▸ Passage provided:
* * * * * * * * *

3. Let your visitors be involved in Dax' obedience training. Tell your visitors about the rules... and certain tendencies your working like if Dax is a jumper, our Dax LOVES jumping to greet people so we've asked many of our friends to;
1) kneel down or go on there knee's to greet him so your guests dont have a bloody nose, haha 
2) keep a set of treats at the entrance for your guests to take. inform your guests about dax' behavior so they are aware of his 'greeting' habits so they can handle him accordingly; telling him to sit befor he's greeted, kneeling down to say hello, etc etc.
4. crate him around the guests and ask them to ignore his whines till he quiets down...
5. if kids are around and Dax hasnt been introduced to children... certainly start incorporating a bit of 'man handling' - pull on his ears, tails, etc since kids have that automatic tendency to be curious like that... and to also inform the kids if Dax barks that he's just excited so the kids dont get nervous and give off that nervous energy, tell the kids some commands that your Dax knows... ofcourse make sure those kids have some treats as well to give to him.

Definitely keep a leash connected to him even if your not holding Dax, if he misbehaves for whatever reason or does some thing he shouldnt be doing this will make it easier for you or your guests to catch the dog or to step on the leash so you can put him on his time out spot...

Hope this helps.. good luck!


----------

* * * * * * * * *

▸ Data shown:
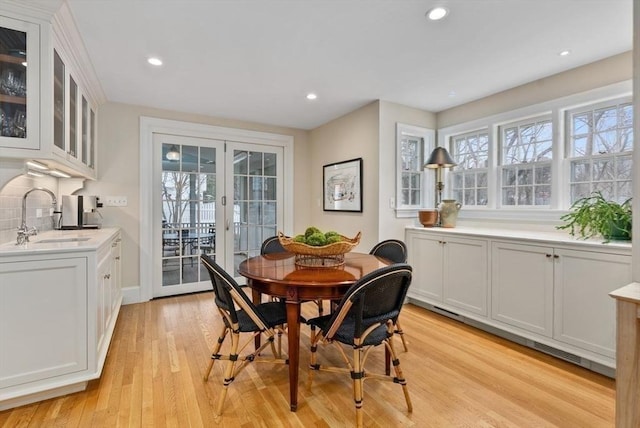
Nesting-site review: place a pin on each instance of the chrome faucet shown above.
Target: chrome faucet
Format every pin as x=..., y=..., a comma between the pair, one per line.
x=23, y=231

* * * * * * * * *

▸ Required tasks:
#1 According to the dog-training post, what should be kept at the entrance for guests to take?
#2 In the dog-training post, condense the paragraph beginning "Definitely keep a leash connected to him" into one shorter sentence that keeps its main facts.
#3 Reproduce the part of the dog-training post between "Definitely keep a" and "helps.. good luck!", inclusive, without any changes.

▸ Final results:
#1 A set of treats.

#2 Keep a leash attached to Dax even when no one is holding it, so that if he misbehaves, you or your guests can easily catch him or step on the leash and take him to his time-out spot.

#3
Definitely keep a leash connected to him even if your not holding Dax, if he misbehaves for whatever reason or does some thing he shouldnt be doing this will make it easier for you or your guests to catch the dog or to step on the leash so you can put him on his time out spot...

Hope this helps.. good luck!